* Written task *
Recast the data below as a Markdown table with two columns, Row and Line. Give each line its own numbered row and skip any blank lines.

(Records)
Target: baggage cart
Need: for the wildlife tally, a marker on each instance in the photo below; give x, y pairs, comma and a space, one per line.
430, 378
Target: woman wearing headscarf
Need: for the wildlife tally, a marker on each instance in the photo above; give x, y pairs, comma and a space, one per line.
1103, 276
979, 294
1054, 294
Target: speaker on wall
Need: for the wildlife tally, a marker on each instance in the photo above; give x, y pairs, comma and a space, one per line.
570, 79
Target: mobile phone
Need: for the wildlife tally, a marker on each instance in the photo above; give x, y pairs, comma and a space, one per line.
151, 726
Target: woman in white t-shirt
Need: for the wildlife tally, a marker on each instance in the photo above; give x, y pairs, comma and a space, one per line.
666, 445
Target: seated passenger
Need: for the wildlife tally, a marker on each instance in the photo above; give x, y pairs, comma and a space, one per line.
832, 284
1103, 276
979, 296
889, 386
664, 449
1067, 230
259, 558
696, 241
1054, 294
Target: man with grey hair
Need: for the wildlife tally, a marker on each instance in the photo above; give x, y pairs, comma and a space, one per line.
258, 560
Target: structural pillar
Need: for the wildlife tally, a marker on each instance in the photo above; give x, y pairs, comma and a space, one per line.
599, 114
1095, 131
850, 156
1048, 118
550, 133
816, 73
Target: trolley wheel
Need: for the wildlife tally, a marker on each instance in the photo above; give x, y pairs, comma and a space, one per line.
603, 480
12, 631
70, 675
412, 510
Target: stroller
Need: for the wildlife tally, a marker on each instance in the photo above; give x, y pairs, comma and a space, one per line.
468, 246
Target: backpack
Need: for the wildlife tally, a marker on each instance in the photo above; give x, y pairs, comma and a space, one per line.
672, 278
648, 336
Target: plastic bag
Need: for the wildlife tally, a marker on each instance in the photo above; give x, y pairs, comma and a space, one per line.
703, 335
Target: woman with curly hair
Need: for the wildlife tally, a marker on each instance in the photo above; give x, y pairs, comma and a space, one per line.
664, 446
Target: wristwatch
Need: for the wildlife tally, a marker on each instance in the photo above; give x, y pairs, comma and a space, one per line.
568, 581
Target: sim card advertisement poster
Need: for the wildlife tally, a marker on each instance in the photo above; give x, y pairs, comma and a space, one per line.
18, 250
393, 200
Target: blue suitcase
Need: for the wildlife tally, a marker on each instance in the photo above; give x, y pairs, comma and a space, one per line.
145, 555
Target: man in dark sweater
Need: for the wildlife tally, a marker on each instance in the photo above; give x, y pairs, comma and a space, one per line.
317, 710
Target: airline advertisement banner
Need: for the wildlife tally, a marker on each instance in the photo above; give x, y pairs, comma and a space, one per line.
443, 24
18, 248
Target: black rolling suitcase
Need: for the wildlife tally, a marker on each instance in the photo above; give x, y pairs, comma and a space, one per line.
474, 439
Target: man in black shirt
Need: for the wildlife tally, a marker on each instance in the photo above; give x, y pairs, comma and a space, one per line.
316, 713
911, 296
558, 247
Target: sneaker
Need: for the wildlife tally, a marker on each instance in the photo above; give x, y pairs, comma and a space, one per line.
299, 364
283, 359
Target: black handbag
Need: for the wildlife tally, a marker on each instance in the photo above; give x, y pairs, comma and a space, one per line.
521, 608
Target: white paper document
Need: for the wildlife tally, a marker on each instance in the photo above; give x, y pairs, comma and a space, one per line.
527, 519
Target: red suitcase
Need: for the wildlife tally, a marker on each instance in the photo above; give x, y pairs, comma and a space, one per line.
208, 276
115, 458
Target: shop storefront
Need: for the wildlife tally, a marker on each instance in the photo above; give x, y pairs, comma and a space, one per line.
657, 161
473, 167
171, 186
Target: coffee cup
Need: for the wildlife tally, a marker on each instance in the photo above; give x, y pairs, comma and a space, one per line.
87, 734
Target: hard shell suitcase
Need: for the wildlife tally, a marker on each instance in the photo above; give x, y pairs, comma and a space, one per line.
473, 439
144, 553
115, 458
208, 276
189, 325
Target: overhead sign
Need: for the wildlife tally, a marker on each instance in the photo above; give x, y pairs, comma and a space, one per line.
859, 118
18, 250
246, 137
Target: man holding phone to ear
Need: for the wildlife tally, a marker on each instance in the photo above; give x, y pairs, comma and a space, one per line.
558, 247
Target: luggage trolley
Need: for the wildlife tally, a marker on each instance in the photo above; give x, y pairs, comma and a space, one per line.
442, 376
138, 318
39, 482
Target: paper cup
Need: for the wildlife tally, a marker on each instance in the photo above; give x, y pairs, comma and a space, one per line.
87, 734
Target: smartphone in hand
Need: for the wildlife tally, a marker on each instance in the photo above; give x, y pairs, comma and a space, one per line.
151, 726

* Task result *
| Row | Line |
|---|---|
| 1 | Target: baggage cart |
| 2 | Need: for the wildlife tally, a marker on each instance in the photo below; give x, y pairs, comma and a space, one per line. |
| 3 | 430, 378 |
| 4 | Target: woman wearing headscarf |
| 5 | Need: for the wildlife tally, a marker on each instance in the photo above; give x, y pairs, comma and a space, one per line. |
| 6 | 1103, 276 |
| 7 | 979, 294 |
| 8 | 1054, 294 |
| 9 | Target: speaker on wall |
| 10 | Need: for the wildlife tally, a marker on each instance in the photo above; give x, y pairs, comma and a space, one per line. |
| 11 | 570, 79 |
| 12 | Target: mobile phone |
| 13 | Need: for the wildlife tally, a marker on each instance in the photo above; give x, y pairs, comma and a space, one per line. |
| 14 | 151, 726 |
| 15 | Target: woman in white t-shirt |
| 16 | Need: for the wildlife tally, a marker on each instance in the photo above; give x, y pairs, comma and a space, one per line. |
| 17 | 666, 445 |
| 18 | Target: seated passenger |
| 19 | Need: for the wildlife tally, a marker on each instance in the photo above; give x, y pairs, comma and a space, one per line. |
| 20 | 832, 284 |
| 21 | 1103, 276 |
| 22 | 979, 296 |
| 23 | 889, 386 |
| 24 | 664, 449 |
| 25 | 1067, 230 |
| 26 | 259, 558 |
| 27 | 696, 241 |
| 28 | 1054, 294 |
| 29 | Target: man with grey hair |
| 30 | Need: for the wildlife tally, a marker on each instance in the photo above; give x, y pairs, comma and a space, one per line. |
| 31 | 258, 560 |
| 32 | Target: structural pillar |
| 33 | Need: for the wildlife tally, a marker on each instance in the photo above; give x, y pairs, comma and a space, one per line. |
| 34 | 599, 114 |
| 35 | 1095, 131 |
| 36 | 850, 156 |
| 37 | 1048, 118 |
| 38 | 550, 133 |
| 39 | 816, 73 |
| 40 | Target: trolley wheel |
| 41 | Need: for the wildlife tally, a marker on each instance in the photo above; give x, y pairs, comma and a space, one per line. |
| 42 | 603, 480 |
| 43 | 12, 631 |
| 44 | 70, 675 |
| 45 | 412, 510 |
| 46 | Target: stroller |
| 47 | Need: for the wildlife tally, a marker on each instance in the photo above; give x, y pairs, comma and a space, one per line. |
| 48 | 468, 246 |
| 49 | Target: backpack |
| 50 | Need: for the wildlife tally, a marker on each instance in the photo above; give x, y pairs, comma and a space, one per line. |
| 51 | 672, 278 |
| 52 | 648, 336 |
| 53 | Target: plastic bag |
| 54 | Need: for the wildlife tally, a marker on each instance in the photo above; give x, y pairs, comma and a space, one per line. |
| 55 | 703, 335 |
| 56 | Target: woman with curly hair |
| 57 | Need: for the wildlife tally, a marker on each instance in the photo above; give x, y pairs, comma and a space, one per line. |
| 58 | 664, 446 |
| 59 | Target: wristwatch |
| 60 | Need: for the wildlife tally, a marker on each instance in the photo above; give x, y pairs, comma and a space, one per line. |
| 61 | 568, 581 |
| 62 | Target: sim card advertisement poster |
| 63 | Need: for the wildlife tally, a marker on each instance in the photo above; give x, y pairs, comma and a space, one per line. |
| 64 | 18, 250 |
| 65 | 393, 200 |
| 66 | Target: blue suitcase |
| 67 | Need: for the wildlife tally, a marker on each instance in the photo above; give x, y pairs, comma and a space, one per line. |
| 68 | 145, 555 |
| 69 | Target: man in dark sweater |
| 70 | Need: for the wildlife tally, a marker on each instance in the photo above; give x, y pairs, comma and a space, one per line. |
| 71 | 317, 710 |
| 72 | Target: airline advertisement banner |
| 73 | Need: for the wildlife tally, a marker on each instance in the photo above; give x, y pairs, comma and a space, one per line. |
| 74 | 443, 24 |
| 75 | 18, 248 |
| 76 | Target: black rolling suitcase |
| 77 | Need: for the wildlife tally, a marker on each instance in the photo above; give x, y pairs, comma and a space, one per line. |
| 78 | 474, 439 |
| 79 | Target: man in black shirt |
| 80 | Need: for the wildlife tally, a marker on each instance in the photo above; give x, y pairs, comma and a space, one per line. |
| 81 | 316, 713 |
| 82 | 911, 296 |
| 83 | 558, 247 |
| 84 | Target: sneaker |
| 85 | Need: for the wildlife tally, a marker on each instance in the photo above; give x, y pairs, comma and a space, one per line. |
| 86 | 299, 364 |
| 87 | 283, 359 |
| 88 | Target: black handbag |
| 89 | Need: for the wildlife tally, a marker on each instance in the photo above; give x, y pairs, comma and a space, one per line. |
| 90 | 521, 608 |
| 91 | Target: white paper document |
| 92 | Need: for the wildlife tally, a marker on each instance in the photo above; give x, y pairs, comma and a space, one per line. |
| 93 | 527, 519 |
| 94 | Target: red suitcase |
| 95 | Need: for the wildlife tally, a marker on each instance in the photo above; give x, y pairs, comma and a space, one per line. |
| 96 | 208, 276 |
| 97 | 115, 458 |
| 98 | Target: shop storefront |
| 99 | Need: for the wildlife tally, a marker on each instance in the photo above; give x, y pairs, comma and a space, one per line. |
| 100 | 657, 161 |
| 101 | 473, 167 |
| 102 | 171, 186 |
| 103 | Target: coffee cup |
| 104 | Need: for the wildlife tally, a marker on each instance in the photo above; give x, y pairs, comma and a space, one per line. |
| 105 | 87, 734 |
| 106 | Target: hard shell suitcase |
| 107 | Need: for the wildlife tally, a marker on each instance in the photo above; give x, y pairs, comma and a space, one per line. |
| 108 | 473, 439 |
| 109 | 144, 553 |
| 110 | 115, 458 |
| 111 | 208, 276 |
| 112 | 189, 325 |
| 113 | Target: overhead sign |
| 114 | Need: for the wildlife tally, a marker on each instance in the photo above; give x, y pairs, comma and a space, one per line. |
| 115 | 859, 118 |
| 116 | 18, 250 |
| 117 | 246, 137 |
| 118 | Target: man holding phone to ear |
| 119 | Need: for the wildlife tally, a marker on each instance in the photo above; give x, y pairs, comma and a space, one per line. |
| 120 | 558, 247 |
| 121 | Target: luggage trolley |
| 122 | Need: for the wildlife tally, a marker on each instance in the photo above; give x, y pairs, comma and a space, one per line. |
| 123 | 442, 376 |
| 124 | 138, 318 |
| 125 | 39, 482 |
| 126 | Target: paper cup |
| 127 | Need: for the wildlife tally, a marker on each instance in the photo above; give x, y pairs, comma and a space, one per line. |
| 128 | 87, 734 |
| 129 | Target: smartphone in hand |
| 130 | Need: for the wildlife tally, a marker on each instance in the photo above; give x, y pairs, comma and a space, one per line. |
| 131 | 151, 726 |